─── The data
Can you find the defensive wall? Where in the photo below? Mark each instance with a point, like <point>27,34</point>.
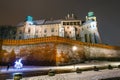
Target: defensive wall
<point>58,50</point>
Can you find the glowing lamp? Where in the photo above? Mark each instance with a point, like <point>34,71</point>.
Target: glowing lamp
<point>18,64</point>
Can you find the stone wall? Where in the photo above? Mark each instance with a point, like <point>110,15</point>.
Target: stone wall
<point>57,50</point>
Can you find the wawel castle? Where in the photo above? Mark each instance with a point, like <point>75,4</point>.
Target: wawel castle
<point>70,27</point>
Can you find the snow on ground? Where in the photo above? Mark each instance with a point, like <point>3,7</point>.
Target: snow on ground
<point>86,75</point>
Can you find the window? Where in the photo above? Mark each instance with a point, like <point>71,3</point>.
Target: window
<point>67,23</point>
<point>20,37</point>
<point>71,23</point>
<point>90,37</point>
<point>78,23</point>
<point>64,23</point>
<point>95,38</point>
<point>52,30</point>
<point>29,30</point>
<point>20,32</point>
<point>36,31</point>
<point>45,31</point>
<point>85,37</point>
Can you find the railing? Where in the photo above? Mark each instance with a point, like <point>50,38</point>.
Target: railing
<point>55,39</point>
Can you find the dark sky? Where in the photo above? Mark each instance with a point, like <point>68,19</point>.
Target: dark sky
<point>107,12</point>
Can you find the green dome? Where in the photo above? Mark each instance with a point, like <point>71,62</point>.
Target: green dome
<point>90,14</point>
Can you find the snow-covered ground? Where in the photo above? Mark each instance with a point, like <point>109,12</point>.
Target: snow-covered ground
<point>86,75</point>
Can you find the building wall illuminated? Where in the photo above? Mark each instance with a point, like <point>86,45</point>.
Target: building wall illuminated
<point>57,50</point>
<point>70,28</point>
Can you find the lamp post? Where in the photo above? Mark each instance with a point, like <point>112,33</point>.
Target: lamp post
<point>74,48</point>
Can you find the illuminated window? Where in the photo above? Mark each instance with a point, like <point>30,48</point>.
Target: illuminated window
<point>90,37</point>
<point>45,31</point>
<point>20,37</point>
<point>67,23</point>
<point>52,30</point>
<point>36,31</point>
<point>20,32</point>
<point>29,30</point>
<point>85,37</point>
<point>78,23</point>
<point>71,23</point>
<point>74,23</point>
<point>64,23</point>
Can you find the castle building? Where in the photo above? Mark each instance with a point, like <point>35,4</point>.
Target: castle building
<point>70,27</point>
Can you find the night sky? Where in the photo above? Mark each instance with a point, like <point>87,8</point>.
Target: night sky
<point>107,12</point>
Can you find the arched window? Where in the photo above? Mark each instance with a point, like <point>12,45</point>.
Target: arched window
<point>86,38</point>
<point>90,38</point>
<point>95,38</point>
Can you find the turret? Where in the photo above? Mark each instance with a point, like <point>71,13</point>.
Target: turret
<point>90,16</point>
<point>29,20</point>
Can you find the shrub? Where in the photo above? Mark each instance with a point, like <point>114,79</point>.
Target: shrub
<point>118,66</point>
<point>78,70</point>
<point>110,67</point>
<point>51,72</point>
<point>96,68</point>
──────
─── The data
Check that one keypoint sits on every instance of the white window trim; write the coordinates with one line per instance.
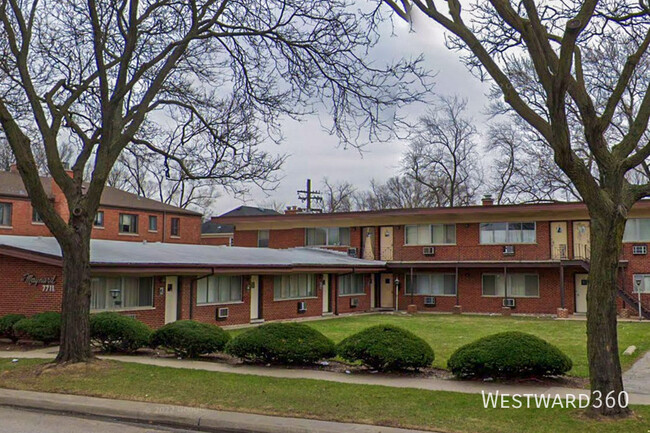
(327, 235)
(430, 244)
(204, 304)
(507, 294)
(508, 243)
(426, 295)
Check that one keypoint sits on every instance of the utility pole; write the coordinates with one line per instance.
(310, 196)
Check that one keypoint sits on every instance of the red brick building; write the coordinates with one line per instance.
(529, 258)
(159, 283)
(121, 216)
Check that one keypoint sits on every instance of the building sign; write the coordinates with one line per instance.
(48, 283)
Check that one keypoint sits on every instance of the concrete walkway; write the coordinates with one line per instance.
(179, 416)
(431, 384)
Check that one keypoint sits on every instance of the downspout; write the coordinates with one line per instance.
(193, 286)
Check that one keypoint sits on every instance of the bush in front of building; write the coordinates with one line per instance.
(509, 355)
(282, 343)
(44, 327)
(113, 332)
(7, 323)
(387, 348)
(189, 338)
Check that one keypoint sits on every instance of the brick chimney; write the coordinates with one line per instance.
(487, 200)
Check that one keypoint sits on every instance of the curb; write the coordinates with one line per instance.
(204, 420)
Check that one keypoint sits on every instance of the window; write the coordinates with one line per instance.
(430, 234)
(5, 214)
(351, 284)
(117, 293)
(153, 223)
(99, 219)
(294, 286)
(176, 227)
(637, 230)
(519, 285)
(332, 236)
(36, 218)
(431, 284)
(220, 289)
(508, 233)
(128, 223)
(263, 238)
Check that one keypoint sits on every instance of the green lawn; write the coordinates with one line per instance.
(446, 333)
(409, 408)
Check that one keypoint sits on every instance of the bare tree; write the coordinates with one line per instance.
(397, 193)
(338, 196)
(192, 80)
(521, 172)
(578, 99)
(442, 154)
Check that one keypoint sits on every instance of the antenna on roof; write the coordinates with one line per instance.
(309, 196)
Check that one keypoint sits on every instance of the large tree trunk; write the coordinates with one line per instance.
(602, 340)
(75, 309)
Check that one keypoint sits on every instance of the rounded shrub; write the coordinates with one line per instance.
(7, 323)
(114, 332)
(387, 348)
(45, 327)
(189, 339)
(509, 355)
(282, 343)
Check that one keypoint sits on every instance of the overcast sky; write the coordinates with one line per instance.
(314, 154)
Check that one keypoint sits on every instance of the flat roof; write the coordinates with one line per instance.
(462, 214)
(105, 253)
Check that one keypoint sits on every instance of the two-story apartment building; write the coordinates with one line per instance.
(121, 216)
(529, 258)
──────
> _Exercise description_:
From the records above, transcribe exactly the lines starting at the one containing "Can you find the defensive" and ending at the one containing "Can you find the green". Skip the pictures.

> _Solution to this exercise_:
Can you find the defensive wall? Where in the photo below? Mark each instance with a point, like <point>27,34</point>.
Target: defensive wall
<point>58,50</point>
Can you find the glowing lamp? Where in the photo above? Mark each instance with a point, like <point>34,71</point>.
Target: glowing lamp
<point>18,64</point>
Can you find the stone wall? Where in the photo above? Mark each instance with a point, like <point>110,15</point>.
Target: stone wall
<point>57,50</point>
Can you find the wawel castle? Where in the photo above? Mark each instance with a point, like <point>75,4</point>.
Target: wawel castle
<point>70,27</point>
Can you find the snow on ground? Where in the photo above? Mark each instance with a point, like <point>3,7</point>.
Target: snow on ground
<point>86,75</point>
Can you find the window? Where in the photo above? Mark each instance with a point, like <point>71,3</point>.
Target: window
<point>67,23</point>
<point>20,37</point>
<point>71,23</point>
<point>90,37</point>
<point>78,23</point>
<point>64,23</point>
<point>95,38</point>
<point>52,30</point>
<point>29,30</point>
<point>20,32</point>
<point>36,31</point>
<point>45,31</point>
<point>85,37</point>
Can you find the railing? Where in the photo above? Mark each instance with a point, like <point>50,38</point>.
Target: railing
<point>55,39</point>
Can you find the dark sky? Where in the photo above? Mark each instance with a point, like <point>68,19</point>.
Target: dark sky
<point>107,12</point>
Can you find the green dome? Where in the photo above? Mark each instance with a point, like <point>71,62</point>.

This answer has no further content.